── GIVEN TEXT ──

Well the data that is in there now doesn't seem terribly good, so much better would be to replace it with something else. There's got to be published sources that have used large representative samples. Any ideas of where to look? - Taxman Talk 18:38, 30 November 2005 (UTC)

Ok I did some searching and found corpus linguistics, which seems a much better way to do it. Summary statistics on the prominent corpus' such as the Brown Corpus and the British National Corpus seems much more valuable than what is in the article. Only I couldn't find them. All I could find when searching was this that lists some interesting letter frequencies in various languages, but they appear to be just from some guys webpage that calculated them. Help on finding summary statistics on the corpus' would be great. - Taxman Talk 22:02, 30 November 2005 (UTC)

───
── EXTRACTED ENTRIES ──

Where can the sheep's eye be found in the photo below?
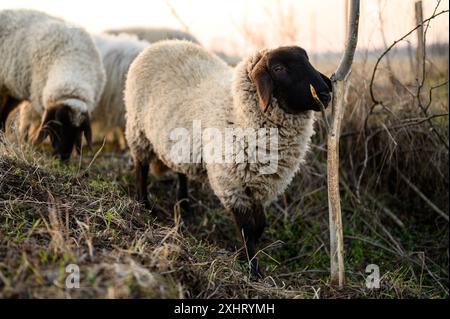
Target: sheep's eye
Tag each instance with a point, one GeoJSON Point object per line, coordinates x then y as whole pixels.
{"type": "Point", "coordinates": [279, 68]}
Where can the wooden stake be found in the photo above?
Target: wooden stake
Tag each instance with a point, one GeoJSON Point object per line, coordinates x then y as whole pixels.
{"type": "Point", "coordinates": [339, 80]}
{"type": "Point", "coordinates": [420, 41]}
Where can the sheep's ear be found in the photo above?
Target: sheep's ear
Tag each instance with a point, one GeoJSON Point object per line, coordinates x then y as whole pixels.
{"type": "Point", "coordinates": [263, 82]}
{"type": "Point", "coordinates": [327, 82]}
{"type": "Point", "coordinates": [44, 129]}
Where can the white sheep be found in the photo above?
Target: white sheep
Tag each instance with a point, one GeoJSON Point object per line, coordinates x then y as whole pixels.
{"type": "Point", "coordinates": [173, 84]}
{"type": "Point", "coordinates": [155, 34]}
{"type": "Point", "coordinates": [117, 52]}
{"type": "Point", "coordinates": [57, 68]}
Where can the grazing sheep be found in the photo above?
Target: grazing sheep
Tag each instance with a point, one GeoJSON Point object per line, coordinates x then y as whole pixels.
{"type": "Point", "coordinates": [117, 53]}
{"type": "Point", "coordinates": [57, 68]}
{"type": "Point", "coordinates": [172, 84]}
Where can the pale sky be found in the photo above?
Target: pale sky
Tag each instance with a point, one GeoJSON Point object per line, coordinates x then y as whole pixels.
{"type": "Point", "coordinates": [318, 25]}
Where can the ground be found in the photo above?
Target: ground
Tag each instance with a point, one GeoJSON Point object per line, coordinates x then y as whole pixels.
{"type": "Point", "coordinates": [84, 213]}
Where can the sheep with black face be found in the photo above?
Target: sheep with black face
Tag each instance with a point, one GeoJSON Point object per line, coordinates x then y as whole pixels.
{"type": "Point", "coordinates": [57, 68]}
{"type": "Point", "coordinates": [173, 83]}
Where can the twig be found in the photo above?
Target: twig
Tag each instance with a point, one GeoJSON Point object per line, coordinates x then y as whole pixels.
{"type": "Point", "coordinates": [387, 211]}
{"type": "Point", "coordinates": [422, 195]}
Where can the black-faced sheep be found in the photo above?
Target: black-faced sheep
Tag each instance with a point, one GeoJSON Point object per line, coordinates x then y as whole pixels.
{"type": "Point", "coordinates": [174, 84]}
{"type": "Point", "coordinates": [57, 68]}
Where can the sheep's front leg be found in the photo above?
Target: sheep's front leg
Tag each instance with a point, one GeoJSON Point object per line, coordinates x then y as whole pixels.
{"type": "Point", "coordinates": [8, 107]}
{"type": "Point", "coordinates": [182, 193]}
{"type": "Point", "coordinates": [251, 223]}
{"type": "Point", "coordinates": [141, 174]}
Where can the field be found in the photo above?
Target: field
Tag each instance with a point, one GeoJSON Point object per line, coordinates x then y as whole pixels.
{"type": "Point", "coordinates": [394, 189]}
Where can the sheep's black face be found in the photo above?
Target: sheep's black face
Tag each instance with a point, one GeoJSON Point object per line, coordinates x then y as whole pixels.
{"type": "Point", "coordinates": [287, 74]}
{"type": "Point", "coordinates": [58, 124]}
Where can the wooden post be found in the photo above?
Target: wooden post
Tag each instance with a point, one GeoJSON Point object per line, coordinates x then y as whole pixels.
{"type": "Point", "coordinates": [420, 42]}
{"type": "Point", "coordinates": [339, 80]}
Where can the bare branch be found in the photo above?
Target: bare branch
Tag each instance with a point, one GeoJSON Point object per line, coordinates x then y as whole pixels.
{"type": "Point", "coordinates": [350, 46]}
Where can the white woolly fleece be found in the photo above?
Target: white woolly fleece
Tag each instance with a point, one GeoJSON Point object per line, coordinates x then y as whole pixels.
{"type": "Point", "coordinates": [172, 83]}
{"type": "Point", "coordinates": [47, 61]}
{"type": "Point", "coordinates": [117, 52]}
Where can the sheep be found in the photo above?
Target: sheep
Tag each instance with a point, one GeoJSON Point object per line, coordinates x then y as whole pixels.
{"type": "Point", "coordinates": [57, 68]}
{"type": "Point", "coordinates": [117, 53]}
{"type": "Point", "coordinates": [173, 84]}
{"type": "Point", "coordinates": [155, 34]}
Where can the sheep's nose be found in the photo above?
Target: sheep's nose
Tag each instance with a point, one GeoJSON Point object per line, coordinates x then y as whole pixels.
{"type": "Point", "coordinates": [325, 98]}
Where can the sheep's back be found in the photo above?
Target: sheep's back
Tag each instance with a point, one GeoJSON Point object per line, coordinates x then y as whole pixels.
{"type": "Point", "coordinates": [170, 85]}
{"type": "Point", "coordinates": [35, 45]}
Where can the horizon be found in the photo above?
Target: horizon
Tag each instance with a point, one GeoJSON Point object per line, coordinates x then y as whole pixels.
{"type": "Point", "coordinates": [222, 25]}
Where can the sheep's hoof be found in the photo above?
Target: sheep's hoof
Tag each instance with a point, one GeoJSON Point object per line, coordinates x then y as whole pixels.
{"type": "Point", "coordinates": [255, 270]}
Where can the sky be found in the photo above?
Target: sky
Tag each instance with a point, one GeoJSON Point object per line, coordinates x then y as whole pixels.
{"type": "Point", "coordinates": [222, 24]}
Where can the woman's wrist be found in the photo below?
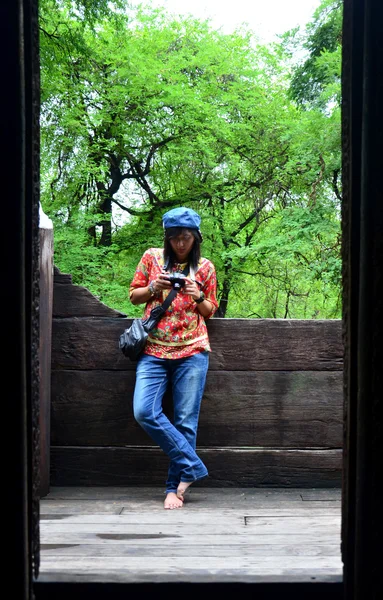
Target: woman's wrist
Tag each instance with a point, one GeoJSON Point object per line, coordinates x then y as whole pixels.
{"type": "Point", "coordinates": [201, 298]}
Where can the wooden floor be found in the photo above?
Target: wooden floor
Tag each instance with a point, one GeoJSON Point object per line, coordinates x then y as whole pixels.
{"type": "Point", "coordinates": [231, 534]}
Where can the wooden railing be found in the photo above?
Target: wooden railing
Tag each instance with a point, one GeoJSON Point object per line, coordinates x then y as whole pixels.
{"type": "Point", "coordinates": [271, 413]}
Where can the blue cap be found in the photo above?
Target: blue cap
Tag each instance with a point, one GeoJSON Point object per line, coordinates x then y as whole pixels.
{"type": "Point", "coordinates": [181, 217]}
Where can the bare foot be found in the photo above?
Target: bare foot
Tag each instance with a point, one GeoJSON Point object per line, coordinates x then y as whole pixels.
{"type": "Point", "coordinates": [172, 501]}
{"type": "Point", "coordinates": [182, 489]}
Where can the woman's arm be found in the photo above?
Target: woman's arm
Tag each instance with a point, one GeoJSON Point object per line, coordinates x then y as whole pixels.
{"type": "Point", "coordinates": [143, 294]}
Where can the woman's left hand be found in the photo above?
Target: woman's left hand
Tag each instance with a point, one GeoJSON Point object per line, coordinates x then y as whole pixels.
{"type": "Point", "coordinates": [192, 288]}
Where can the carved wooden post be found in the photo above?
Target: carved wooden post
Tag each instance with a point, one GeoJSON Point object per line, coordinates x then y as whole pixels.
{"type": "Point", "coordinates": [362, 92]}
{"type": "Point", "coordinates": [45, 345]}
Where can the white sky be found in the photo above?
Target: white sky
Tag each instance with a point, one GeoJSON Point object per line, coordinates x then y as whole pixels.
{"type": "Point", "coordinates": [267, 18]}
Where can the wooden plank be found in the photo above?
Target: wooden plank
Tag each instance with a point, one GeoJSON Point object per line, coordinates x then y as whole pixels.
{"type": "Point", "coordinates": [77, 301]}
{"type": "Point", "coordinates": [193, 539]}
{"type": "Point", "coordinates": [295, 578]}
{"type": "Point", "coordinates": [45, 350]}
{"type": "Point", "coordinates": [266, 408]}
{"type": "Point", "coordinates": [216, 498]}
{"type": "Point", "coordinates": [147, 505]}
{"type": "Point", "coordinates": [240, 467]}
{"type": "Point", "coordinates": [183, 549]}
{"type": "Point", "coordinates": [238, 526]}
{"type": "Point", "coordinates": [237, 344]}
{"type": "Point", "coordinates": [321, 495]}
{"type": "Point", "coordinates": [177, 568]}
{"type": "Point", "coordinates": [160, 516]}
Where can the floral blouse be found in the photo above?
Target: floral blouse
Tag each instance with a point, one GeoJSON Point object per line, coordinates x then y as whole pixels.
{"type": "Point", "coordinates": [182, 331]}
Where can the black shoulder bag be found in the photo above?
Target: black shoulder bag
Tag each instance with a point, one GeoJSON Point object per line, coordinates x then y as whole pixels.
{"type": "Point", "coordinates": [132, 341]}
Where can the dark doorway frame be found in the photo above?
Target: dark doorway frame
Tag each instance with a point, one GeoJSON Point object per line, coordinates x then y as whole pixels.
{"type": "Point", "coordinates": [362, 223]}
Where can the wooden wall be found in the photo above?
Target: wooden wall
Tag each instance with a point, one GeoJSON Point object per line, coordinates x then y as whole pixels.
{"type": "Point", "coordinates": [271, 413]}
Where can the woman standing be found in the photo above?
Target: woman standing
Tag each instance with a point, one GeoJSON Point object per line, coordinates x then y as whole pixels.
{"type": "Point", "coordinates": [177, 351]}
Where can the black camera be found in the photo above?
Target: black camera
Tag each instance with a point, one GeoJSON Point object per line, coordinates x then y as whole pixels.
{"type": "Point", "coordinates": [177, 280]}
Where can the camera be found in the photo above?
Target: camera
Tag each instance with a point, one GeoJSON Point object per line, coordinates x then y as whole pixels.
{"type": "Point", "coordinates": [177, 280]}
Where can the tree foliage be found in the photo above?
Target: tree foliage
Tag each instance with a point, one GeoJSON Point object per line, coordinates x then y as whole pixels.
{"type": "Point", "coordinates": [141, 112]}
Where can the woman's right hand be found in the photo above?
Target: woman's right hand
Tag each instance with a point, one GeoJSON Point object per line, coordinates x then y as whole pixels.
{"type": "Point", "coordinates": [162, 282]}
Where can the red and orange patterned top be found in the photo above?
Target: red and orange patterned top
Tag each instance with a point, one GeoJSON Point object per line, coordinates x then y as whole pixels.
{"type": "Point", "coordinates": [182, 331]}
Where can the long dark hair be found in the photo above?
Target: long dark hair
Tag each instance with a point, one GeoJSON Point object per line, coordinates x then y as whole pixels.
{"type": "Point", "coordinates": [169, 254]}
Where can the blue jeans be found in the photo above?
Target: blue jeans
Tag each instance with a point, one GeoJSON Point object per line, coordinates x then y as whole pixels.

───

--- EXERCISE TASK A ---
Reproduce everything in the corpus-statistics discussion from "Well the data" down to "22:02, 30 November 2005 (UTC)".
--- EXERCISE TASK B ---
Which two prominent corpora are named in the corpus-statistics discussion?
--- EXERCISE TASK C ---
Please write what comes next in the corpus-statistics discussion, picking up after its final sentence.

--- RESULT A ---
Well the data that is in there now doesn't seem terribly good, so much better would be to replace it with something else. There's got to be published sources that have used large representative samples. Any ideas of where to look? - Taxman Talk 18:38, 30 November 2005 (UTC)

Ok I did some searching and found corpus linguistics, which seems a much better way to do it. Summary statistics on the prominent corpus' such as the Brown Corpus and the British National Corpus seems much more valuable than what is in the article. Only I couldn't find them. All I could find when searching was this that lists some interesting letter frequencies in various languages, but they appear to be just from some guys webpage that calculated them. Help on finding summary statistics on the corpus' would be great. - Taxman Talk 22:02, 30 November 2005 (UTC)

--- RESULT B ---
The Brown Corpus and the British National Corpus.

--- RESULT C ---
You've all misunderstood the original quoted article. The frequencies given in the Wikipedia article are correct; note that they all match the second source quoted of British National Corpus to the accuracy given. The mistake was that the title "Tom's Letter Frequencies (in order)" in the center of the page is NOT the caption to the table above; rather, it is the heading for the paragraph and table BELOW. Note that the paragraph even says it is "below" and also that the second table, based on the 15,000 letter sample, is in "order" of frequency. Thus, the original Wikipedia article should stand as being accurate. (JPP)

Is the factual accuracy still disputed? Argyriou 20:09, 3 July 2006 (UTC)
It appears that the four following sections are still based upon that 15,000-char analysis. If there are no objections, I think I'll remove those four sections and attribute the rest above them to "Cryptographical Mathematics" by Robert Edward Lewand. Now, are we sure on the title? "Cryptological Mathematics" gets many more google hits. ([1], [2]). ((signature added later - comment by User:Frencheigh, PDT 15:59, 5 July 2006))
I've removed the {{disputed}} label. The sections User:Frencheigh removed can be found at [3] Argyriou 21:58, 11 July 2006 (UTC)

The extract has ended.